> **Exercise objective**: Rewrite every line of the listing from its start through the line that contains "[232,354,368,408]", both ends included, keeping the requests unchanged. Scale each bounding-box coordinate in the answers by 1.9 and round it to a whole number, with halves rounded up.

> **Given records**:
━━━━━━━━━━━━━━━━━━━━

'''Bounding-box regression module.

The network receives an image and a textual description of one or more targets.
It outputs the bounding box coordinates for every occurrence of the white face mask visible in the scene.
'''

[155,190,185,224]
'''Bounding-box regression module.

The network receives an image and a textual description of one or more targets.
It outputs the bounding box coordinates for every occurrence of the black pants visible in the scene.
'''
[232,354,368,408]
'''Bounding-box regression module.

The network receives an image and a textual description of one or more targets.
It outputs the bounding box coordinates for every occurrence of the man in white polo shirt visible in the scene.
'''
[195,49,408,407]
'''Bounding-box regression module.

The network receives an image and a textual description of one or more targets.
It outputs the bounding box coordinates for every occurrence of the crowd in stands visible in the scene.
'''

━━━━━━━━━━━━━━━━━━━━

> **Result**:
'''Bounding-box regression module.

The network receives an image and a textual description of one or more targets.
It outputs the bounding box coordinates for every occurrence of the white face mask visible in the scene.
'''

[295,361,352,426]
'''Bounding-box regression module.

The network receives an image and a textual description of one or more targets.
It outputs the bounding box coordinates for every occurrence of the black pants visible in the scene.
'''
[441,673,699,775]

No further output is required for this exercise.